- Given request -
Could you copy out, word for word, the lines of the items below, beginning at the line that contains "For every instance of the man" and continuing through the last line of the items?
***
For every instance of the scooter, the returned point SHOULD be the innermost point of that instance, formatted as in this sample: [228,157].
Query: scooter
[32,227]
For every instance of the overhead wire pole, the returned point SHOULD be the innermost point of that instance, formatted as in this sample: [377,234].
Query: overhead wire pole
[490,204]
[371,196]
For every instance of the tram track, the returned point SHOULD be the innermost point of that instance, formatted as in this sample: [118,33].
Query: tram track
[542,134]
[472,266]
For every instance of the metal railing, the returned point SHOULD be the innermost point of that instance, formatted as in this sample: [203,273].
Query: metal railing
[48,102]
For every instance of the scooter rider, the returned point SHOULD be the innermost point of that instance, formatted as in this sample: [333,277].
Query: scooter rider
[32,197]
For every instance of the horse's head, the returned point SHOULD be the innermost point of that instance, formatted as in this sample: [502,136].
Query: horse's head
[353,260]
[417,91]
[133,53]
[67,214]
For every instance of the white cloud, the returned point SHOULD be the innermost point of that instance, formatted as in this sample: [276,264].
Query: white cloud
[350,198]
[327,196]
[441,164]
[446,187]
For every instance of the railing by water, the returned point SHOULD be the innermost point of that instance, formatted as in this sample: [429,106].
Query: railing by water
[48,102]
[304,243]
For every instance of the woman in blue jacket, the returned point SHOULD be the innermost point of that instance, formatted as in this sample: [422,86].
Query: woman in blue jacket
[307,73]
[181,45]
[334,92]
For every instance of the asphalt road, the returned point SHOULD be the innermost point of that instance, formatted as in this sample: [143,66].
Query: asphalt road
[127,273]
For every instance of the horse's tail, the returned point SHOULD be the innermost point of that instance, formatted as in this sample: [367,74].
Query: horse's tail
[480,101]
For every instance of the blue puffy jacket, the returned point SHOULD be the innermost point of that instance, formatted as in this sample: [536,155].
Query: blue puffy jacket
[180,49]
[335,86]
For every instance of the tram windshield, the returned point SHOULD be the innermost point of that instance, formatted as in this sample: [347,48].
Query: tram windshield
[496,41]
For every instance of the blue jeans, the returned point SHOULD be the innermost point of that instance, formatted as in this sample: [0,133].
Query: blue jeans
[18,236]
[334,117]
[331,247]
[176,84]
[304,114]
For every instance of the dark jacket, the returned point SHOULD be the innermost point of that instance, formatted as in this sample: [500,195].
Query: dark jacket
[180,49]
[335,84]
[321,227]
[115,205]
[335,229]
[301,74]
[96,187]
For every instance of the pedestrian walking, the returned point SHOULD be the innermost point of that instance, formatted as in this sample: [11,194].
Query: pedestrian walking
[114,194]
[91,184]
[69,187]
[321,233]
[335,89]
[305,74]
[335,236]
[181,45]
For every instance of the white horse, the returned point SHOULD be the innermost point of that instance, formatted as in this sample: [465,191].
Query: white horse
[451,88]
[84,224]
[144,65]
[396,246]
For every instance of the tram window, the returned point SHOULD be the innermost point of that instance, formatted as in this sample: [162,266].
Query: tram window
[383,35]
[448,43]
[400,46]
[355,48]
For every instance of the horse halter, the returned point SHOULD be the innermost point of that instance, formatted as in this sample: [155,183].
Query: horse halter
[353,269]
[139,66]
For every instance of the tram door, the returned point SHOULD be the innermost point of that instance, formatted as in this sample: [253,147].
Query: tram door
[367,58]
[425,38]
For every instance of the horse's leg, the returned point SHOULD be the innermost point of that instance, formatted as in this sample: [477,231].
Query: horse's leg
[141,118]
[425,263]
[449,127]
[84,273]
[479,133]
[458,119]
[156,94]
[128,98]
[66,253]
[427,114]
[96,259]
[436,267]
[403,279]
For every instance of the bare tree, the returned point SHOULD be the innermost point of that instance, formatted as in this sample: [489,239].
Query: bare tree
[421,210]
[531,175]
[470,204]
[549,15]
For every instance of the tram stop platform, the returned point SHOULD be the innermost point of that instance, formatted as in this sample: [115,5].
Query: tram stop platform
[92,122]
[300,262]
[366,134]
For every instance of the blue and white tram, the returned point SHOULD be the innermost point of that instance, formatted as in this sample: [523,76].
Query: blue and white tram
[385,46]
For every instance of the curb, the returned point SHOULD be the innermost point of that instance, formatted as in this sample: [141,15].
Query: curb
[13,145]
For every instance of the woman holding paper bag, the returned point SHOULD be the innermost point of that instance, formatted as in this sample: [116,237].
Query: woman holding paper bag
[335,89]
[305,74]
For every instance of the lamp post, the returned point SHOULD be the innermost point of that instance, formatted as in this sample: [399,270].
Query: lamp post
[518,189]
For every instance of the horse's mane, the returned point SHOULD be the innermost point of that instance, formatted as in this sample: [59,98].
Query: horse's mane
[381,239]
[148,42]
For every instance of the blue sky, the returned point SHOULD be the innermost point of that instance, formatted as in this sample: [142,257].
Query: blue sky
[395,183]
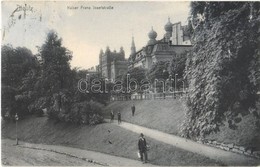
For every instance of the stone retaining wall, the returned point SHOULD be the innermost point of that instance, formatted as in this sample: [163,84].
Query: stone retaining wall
[233,148]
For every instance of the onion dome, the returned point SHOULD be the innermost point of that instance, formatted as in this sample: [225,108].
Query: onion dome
[152,34]
[168,26]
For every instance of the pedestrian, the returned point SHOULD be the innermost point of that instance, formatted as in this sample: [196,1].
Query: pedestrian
[111,116]
[133,109]
[142,148]
[119,117]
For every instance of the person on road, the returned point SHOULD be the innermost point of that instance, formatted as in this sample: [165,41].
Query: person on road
[142,148]
[133,109]
[111,116]
[119,117]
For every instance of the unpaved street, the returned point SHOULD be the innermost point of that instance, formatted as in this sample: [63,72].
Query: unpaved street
[15,155]
[51,155]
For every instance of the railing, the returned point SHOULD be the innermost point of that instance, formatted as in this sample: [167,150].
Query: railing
[149,96]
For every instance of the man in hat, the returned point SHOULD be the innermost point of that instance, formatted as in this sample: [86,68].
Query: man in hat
[119,117]
[111,116]
[142,148]
[133,109]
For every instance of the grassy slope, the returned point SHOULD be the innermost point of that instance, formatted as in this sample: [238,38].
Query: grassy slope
[42,130]
[165,115]
[247,134]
***
- Written solution -
For every instance of the man in hat, the returned point SHOULD be the innermost point of that instance, formatted as in this sample: [86,68].
Query: man in hat
[119,117]
[111,116]
[142,148]
[133,109]
For every instance of the grassy slope, the returned point SHOULD be the innermost point of that instance, formatted as in this sample: [238,38].
Query: grassy slope
[42,130]
[165,115]
[247,134]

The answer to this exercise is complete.